#### PROVIDED RECORDS:

-- Opening Marker --

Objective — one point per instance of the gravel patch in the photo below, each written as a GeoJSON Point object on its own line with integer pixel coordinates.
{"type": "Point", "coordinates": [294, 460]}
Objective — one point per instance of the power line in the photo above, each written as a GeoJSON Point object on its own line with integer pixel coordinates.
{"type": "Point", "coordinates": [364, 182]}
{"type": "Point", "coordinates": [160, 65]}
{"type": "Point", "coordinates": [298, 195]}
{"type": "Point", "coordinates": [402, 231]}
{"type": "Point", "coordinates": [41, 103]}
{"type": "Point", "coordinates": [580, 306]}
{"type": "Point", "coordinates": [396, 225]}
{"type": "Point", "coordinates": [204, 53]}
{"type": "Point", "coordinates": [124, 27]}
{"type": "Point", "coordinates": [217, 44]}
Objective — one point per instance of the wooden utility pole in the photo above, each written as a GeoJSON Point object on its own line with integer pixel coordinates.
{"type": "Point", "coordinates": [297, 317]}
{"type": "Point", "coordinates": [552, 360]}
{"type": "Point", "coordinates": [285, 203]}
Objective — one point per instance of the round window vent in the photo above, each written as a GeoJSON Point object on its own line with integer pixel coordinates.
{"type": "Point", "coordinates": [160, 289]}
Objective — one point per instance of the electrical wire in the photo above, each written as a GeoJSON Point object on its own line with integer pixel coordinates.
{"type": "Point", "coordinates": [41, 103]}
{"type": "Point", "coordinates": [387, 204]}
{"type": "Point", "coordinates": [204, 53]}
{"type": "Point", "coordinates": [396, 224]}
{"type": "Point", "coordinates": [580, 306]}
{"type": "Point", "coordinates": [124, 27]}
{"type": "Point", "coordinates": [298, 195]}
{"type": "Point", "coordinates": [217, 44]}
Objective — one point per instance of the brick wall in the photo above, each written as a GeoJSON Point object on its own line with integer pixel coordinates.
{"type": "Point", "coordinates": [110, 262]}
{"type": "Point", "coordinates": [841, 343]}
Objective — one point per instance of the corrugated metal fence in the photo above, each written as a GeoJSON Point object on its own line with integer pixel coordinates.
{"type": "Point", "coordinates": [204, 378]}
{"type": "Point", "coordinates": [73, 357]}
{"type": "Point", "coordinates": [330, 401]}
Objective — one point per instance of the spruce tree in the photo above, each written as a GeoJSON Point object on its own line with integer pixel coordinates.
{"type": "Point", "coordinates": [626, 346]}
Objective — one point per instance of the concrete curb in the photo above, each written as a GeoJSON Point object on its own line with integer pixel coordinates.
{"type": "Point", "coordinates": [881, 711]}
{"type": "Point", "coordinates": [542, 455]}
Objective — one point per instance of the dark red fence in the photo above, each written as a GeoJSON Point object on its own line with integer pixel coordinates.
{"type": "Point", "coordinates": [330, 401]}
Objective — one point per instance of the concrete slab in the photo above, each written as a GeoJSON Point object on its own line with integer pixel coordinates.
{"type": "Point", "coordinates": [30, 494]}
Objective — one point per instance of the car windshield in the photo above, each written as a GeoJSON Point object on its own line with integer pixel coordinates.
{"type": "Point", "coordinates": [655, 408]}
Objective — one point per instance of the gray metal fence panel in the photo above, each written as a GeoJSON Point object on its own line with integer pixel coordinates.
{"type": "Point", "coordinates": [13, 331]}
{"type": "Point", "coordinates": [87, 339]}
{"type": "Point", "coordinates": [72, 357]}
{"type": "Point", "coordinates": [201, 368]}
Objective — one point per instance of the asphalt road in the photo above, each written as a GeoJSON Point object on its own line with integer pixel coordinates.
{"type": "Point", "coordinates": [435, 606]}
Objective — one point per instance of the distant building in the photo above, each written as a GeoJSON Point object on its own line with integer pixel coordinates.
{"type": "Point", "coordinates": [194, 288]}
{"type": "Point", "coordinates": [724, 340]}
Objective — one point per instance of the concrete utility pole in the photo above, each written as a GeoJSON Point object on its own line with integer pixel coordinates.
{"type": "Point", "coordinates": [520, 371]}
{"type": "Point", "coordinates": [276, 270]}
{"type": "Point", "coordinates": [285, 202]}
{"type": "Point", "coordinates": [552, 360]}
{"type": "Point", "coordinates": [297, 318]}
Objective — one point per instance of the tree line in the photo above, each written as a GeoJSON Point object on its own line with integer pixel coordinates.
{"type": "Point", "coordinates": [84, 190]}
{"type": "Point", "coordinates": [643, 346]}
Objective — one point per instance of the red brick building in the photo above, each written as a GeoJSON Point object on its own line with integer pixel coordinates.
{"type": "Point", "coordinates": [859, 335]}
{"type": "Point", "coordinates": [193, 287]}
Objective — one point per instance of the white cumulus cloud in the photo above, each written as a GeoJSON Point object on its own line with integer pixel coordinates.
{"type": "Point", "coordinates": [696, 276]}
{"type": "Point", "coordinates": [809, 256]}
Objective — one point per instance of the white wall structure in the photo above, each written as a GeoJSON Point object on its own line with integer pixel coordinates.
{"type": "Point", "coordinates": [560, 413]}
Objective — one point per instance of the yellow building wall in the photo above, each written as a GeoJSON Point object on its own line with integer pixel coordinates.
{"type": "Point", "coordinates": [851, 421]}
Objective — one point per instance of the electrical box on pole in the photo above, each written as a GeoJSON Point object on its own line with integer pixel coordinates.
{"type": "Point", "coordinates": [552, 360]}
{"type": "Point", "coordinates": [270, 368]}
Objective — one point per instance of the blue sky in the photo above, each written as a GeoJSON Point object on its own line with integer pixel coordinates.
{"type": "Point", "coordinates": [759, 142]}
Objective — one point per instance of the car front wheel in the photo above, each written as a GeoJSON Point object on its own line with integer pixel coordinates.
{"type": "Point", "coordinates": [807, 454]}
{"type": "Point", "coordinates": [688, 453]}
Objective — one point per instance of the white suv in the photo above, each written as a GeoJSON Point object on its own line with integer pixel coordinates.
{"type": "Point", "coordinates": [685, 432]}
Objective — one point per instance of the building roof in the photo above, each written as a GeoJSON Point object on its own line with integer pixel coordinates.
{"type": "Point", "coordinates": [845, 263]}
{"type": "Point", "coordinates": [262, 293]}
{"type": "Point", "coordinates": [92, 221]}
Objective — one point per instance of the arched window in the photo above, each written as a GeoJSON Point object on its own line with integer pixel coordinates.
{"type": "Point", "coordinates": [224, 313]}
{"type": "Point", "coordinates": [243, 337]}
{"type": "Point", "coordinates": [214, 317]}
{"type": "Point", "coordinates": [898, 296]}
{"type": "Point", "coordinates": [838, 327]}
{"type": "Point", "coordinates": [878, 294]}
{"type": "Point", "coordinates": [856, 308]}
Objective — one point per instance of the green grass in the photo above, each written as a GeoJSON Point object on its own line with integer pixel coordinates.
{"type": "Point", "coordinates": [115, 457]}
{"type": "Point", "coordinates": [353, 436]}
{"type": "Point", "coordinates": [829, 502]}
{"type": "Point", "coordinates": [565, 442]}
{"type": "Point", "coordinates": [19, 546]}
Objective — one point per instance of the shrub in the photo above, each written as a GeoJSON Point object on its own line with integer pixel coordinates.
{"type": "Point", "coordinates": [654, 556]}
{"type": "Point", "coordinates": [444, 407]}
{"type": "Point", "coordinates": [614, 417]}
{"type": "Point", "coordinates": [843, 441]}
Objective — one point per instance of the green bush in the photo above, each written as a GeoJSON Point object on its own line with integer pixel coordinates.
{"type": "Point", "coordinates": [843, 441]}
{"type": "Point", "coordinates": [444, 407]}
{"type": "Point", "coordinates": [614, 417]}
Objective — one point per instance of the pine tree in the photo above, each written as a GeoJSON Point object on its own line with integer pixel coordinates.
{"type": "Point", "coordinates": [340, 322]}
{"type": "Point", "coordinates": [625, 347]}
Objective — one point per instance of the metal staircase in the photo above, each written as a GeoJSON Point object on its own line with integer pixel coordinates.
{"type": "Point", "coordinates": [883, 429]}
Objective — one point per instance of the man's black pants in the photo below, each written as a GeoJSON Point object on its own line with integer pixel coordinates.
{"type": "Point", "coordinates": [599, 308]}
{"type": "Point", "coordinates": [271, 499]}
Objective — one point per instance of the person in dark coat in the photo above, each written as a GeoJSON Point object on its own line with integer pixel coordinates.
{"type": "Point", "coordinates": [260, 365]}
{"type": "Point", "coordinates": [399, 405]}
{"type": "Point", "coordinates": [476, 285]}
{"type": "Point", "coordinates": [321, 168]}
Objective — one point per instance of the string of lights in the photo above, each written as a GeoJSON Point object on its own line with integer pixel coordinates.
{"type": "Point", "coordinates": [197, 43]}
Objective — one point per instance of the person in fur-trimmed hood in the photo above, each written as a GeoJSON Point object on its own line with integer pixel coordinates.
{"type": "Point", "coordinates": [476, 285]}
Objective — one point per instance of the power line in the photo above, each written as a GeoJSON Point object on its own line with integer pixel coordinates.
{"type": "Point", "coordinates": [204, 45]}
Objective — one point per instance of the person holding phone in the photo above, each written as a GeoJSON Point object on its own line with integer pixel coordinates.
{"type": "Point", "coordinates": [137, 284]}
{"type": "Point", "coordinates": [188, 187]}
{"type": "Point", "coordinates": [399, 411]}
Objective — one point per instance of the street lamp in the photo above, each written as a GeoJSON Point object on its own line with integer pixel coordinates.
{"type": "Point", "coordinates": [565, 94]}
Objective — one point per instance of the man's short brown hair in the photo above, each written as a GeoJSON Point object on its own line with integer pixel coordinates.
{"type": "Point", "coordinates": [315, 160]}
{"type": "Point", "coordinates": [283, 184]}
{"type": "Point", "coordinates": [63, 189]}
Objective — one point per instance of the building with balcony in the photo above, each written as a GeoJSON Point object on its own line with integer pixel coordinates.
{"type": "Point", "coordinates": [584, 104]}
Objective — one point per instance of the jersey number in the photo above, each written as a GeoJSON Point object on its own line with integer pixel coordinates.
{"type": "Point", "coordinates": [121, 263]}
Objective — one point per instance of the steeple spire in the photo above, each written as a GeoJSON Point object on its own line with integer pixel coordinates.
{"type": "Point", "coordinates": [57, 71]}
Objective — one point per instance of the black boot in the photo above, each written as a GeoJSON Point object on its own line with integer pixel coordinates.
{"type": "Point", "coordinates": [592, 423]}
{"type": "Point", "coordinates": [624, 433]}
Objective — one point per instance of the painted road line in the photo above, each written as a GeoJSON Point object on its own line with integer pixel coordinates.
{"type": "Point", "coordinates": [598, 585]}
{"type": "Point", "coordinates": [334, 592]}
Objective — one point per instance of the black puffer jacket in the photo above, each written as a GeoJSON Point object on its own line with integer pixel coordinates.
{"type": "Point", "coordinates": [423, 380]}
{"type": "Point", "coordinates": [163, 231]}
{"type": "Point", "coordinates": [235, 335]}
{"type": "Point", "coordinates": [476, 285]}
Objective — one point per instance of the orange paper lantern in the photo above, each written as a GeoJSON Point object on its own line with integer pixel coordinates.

-- Closing Marker --

#### AIM OF THE EXERCISE:
Set down, word for word, the line that contains "Objective — one point per instance of the jersey" and all lines after it up to the end of the listing.

#### RESPONSE:
Objective — one point per instance of the jersey number in the photo above, each written as a GeoJSON Point object on its own line with integer pixel coordinates.
{"type": "Point", "coordinates": [121, 263]}
Objective — one point per instance of the steeple spire in the photo above, each written as a GeoJSON Point object on its own line with integer pixel coordinates.
{"type": "Point", "coordinates": [57, 71]}
Objective — one point per instance of the black boot in the photo above, each written as a GeoJSON Point object on its own line with integer pixel coordinates.
{"type": "Point", "coordinates": [592, 423]}
{"type": "Point", "coordinates": [624, 433]}
Objective — one point per instance of the painted road line in the photo above, each written as a GeoJSON Point object on its own line with integer pixel coordinates.
{"type": "Point", "coordinates": [598, 585]}
{"type": "Point", "coordinates": [334, 592]}
Objective — one point per instance of the black puffer jacket in the photo above, each written as a GeoJSON Point object on its own line with integer pixel coordinates.
{"type": "Point", "coordinates": [423, 380]}
{"type": "Point", "coordinates": [163, 231]}
{"type": "Point", "coordinates": [235, 335]}
{"type": "Point", "coordinates": [476, 285]}
Objective — one point per instance of the orange paper lantern in the photo above, each written as a GeoJSON Point object on its own line with integer pixel coordinates.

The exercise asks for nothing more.